What to do
Take the line that contains "For every instance of the red bus, the" as the first and the last line of the material as the final one; set down exactly the lines in that span.

Data in this exercise
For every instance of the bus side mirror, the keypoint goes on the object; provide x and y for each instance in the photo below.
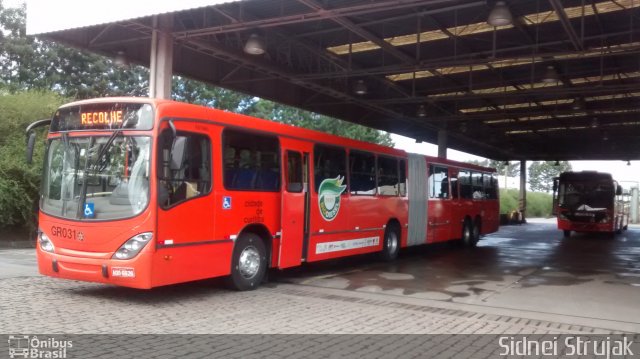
(31, 141)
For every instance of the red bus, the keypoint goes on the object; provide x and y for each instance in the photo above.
(145, 193)
(589, 201)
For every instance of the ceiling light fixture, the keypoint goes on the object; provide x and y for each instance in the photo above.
(578, 103)
(255, 45)
(500, 15)
(422, 112)
(121, 60)
(360, 88)
(550, 75)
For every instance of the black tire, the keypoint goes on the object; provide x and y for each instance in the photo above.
(248, 264)
(391, 244)
(468, 238)
(477, 226)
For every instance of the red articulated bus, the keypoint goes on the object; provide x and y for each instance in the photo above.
(144, 193)
(589, 201)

Written solution
For every instance of the red bus, the keypoint goes on the object; provide x and y for each instance in the photo above.
(145, 193)
(589, 201)
For every instance of the ceiling light fixture, the keypoint goes on the object; provide x and y for each instance in the photo above.
(578, 103)
(255, 45)
(500, 15)
(422, 112)
(121, 60)
(360, 88)
(550, 75)
For every instance of the black tire, the keypoint goes on the object; provide x and y for each instance in the photo above.
(248, 264)
(391, 244)
(468, 238)
(477, 226)
For every instance of the red articulated bus, the keypoint goes on the object; provide x and y for each instance in the photo above.
(144, 193)
(589, 201)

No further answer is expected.